Permissive hypercapnia is hypercapnia, (i.e. high concentration of carbon dioxide in blood), in respiratory insufficient patients in which oxygenation has become so difficult that the optimal mode of mechanical ventilation (with oxygenation in mind) is not capable of exchanging enough carbon dioxide. Carbon dioxide is a gaseous product of the body's metabolism and is normally expelled through the lungs.
In acute respiratory distress syndrome (ARDS), decreasing the tidal volume on the ventilator (usually 8-12 mL/kg) to 4-6 mL/kg may decrease barotrauma by decreasing ventilatory peak airway pressures and leads to improved respiratory recovery. Hypercapnia (increased pCO2) sometimes needs to be tolerated in order to achieve these lower tidal volumes. The permissive hypercapnia leads to respiratory acidosis which might have negative side effects, but given that the patient is in ARDS, improving ventilatory function is more important.
Since hypoxemia is a major life-threatening condition and hypercapnia is not, one might choose to accept the latter. Hence the term, "permissive hypercapnia."

**Information shown:**
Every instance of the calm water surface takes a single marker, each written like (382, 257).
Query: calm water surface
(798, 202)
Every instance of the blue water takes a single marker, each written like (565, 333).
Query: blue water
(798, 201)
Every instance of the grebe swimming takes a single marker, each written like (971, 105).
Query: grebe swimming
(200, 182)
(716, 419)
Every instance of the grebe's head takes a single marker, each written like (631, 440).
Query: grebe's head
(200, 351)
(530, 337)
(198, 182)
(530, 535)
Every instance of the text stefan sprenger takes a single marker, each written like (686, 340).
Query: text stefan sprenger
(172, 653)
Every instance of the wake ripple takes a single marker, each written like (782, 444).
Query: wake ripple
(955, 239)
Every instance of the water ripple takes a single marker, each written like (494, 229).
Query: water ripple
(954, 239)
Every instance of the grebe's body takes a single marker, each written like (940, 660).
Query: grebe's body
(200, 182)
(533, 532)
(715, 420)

**Questions to answer:**
[1] Write out part of the passage on permissive hypercapnia, beginning at the words "Permissive hypercapnia is" and stopping after "through the lungs.".
[2] Answer these questions from the passage on permissive hypercapnia:
(a) What is the usual tidal volume range on the ventilator?
(b) What does the permissive hypercapnia lead to?
(c) Which condition is called a major life-threatening one?
[3] Please continue the passage on permissive hypercapnia from its last sentence.

**Answers for the tasks:**
[1]
Permissive hypercapnia is hypercapnia, (i.e. high concentration of carbon dioxide in blood), in respiratory insufficient patients in which oxygenation has become so difficult that the optimal mode of mechanical ventilation (with oxygenation in mind) is not capable of exchanging enough carbon dioxide. Carbon dioxide is a gaseous product of the body's metabolism and is normally expelled through the lungs.

[2]
(a) 8-12 mL/kg
(b) Respiratory acidosis
(c) Hypoxemia

[3]
Altogether, the negative side effects of permissive hypercapnia may outweigh the benefits. For that reason, the implementation of extracorporeal CO2 removal (iLA Membrane Ventilator, Novalung) at an early stage of ARDS, has become a well established standard to allow for protective ventilation and avoid respiratory acidosis.
Symptoms of early hypercapnia (i.e. where PaCO2 is elevated but not extremely so) include flushed skin, full pulse, extrasystoles, muscle twitches, hand flaps, and possibly a raised blood pressure. In severe hypercapnia (generally PaCO2 greater than 10 kPa or 75 mmHg), symptomatology progresses to disorientation, panic, hyperventilation, convulsions, unconsciousness, and eventually death.
- Other description about permissive hypercapnia in ARDS patient
Mechanical ventilation using high tidal volume (VT) and transpulmonary pressure can damage the lung, causing ventilator-induced lung injury. Permissive hypercapnia, a ventilatory strategy for acute respiratory failure in which the lungs are ventilated with a low inspiratory volume and pressure, has been accepted progressively in critical care for adult, pediatric, and neonatal patients requiring mechanical ventilation and is one of the central components of current protective ventilatory strategies.